GOAL OF THE EXERCISE: Your response should be a copy of each line in the listing below that includes the word "hull".

DATA TO USE:
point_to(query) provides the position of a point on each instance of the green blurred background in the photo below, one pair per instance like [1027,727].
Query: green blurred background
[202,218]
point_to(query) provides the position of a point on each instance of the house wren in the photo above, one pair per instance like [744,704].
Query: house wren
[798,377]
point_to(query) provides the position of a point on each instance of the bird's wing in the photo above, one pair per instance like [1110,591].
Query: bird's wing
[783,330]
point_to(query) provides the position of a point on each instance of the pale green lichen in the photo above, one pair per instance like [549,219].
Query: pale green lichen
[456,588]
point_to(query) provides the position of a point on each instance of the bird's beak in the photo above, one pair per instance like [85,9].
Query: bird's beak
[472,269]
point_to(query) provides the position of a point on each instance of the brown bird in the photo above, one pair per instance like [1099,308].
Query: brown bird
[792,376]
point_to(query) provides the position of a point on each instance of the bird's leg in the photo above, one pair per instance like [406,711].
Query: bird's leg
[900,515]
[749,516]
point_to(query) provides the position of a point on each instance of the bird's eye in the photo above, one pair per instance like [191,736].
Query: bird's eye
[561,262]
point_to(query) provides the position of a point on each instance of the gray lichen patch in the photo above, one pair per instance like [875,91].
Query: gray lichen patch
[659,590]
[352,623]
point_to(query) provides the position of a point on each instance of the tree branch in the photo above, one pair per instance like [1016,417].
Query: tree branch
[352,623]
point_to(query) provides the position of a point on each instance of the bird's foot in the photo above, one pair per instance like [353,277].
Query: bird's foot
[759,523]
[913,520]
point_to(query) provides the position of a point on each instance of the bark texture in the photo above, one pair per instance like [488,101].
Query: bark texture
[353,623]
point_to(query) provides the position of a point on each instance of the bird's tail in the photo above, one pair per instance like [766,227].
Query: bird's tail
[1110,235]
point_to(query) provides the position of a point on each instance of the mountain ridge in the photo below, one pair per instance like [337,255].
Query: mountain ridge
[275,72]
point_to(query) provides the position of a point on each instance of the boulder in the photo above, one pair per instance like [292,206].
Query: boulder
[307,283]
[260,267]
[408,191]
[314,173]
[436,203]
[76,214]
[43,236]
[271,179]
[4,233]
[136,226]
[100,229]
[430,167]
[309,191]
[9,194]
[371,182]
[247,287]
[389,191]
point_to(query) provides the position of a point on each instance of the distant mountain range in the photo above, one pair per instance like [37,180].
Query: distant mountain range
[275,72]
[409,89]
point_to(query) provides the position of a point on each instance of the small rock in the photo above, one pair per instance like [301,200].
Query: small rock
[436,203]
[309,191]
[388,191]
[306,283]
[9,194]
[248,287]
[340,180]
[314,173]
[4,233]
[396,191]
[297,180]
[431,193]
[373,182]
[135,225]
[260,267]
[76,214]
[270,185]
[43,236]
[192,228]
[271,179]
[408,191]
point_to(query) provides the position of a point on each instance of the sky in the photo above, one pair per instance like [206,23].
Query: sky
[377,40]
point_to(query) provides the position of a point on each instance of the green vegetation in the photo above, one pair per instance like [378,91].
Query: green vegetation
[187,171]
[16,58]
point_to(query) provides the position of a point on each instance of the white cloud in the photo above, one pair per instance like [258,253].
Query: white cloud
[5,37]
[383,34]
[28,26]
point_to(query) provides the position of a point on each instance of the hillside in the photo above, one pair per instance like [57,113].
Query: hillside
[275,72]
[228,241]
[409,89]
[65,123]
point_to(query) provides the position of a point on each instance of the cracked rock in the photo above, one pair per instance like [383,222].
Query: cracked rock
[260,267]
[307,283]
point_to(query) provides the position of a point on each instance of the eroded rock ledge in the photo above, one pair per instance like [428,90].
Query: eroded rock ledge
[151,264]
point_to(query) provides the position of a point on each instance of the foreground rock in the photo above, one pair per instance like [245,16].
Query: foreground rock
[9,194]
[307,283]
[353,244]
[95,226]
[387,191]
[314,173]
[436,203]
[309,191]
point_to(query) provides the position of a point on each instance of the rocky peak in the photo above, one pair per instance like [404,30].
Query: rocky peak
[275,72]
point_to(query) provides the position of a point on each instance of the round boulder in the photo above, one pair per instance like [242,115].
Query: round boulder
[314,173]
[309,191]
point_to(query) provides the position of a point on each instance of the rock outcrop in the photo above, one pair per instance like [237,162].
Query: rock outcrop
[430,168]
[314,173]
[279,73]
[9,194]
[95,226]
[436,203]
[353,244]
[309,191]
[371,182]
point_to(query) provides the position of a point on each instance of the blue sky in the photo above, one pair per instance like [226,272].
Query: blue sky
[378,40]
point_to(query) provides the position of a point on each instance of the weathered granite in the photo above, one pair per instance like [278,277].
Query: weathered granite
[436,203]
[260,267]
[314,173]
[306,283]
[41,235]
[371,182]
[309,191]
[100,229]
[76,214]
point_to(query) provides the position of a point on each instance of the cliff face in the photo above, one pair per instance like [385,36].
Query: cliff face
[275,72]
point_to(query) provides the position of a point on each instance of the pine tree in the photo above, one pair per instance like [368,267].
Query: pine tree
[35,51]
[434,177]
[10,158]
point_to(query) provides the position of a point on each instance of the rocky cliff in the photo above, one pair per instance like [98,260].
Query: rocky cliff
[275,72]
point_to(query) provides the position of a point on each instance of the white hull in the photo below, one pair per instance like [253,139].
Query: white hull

TASK SOLUTION:
point_to(query) provides the position of a point on each instance of the white hull in the photo below, one pair per instance like [253,139].
Query: white hull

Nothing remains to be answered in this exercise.